(Collection entries)
-=-=-

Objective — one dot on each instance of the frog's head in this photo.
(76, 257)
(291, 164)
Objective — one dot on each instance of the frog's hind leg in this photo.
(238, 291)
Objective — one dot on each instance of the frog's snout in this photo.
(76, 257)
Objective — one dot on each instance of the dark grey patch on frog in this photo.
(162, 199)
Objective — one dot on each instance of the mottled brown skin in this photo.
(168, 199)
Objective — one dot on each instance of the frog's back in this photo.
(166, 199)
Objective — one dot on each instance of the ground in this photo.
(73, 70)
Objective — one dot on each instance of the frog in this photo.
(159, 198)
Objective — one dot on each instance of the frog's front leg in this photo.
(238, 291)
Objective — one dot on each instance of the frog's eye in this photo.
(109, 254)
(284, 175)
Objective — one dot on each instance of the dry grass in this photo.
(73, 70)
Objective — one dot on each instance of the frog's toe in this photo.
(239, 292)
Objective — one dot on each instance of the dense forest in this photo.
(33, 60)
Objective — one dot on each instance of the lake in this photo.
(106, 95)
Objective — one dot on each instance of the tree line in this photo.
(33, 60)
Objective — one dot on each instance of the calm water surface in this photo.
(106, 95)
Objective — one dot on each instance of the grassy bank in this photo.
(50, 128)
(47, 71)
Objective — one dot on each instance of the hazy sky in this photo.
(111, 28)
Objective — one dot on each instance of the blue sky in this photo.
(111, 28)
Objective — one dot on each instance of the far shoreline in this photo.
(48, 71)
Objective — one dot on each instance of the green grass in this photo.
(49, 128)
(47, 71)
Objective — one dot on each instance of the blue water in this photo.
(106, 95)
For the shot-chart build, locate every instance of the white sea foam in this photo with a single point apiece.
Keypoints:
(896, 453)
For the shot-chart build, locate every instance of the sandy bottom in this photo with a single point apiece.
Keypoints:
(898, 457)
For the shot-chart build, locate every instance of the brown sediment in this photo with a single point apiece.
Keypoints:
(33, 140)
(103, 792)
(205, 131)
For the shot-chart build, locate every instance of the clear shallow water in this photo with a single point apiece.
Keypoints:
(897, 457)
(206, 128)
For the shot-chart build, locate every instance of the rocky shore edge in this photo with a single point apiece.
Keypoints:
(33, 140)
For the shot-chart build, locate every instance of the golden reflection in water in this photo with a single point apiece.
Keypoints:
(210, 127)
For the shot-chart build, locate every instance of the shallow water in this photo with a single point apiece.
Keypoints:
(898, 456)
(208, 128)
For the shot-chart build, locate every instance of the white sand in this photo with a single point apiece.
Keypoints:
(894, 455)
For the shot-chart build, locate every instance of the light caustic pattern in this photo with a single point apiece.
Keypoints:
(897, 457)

-=-=-

Challenge:
Output the records from the line containing "For the shot-chart build, locate every instance of the shallow" through the last line as a JSON list of strings, with one string per line and no blank lines.

Final result:
[
  "For the shot-chart build, locate every instance of the shallow water in this photo with a single point apiece.",
  "Keypoints:",
  "(898, 456)",
  "(208, 128)",
  "For the shot-chart build, locate every instance of the white sand in this photo with a single point apiece.",
  "Keypoints:",
  "(894, 455)",
  "For the shot-chart build, locate every instance of the light caustic pattern in this photo with a single point apiece.",
  "Keypoints:",
  "(897, 457)"
]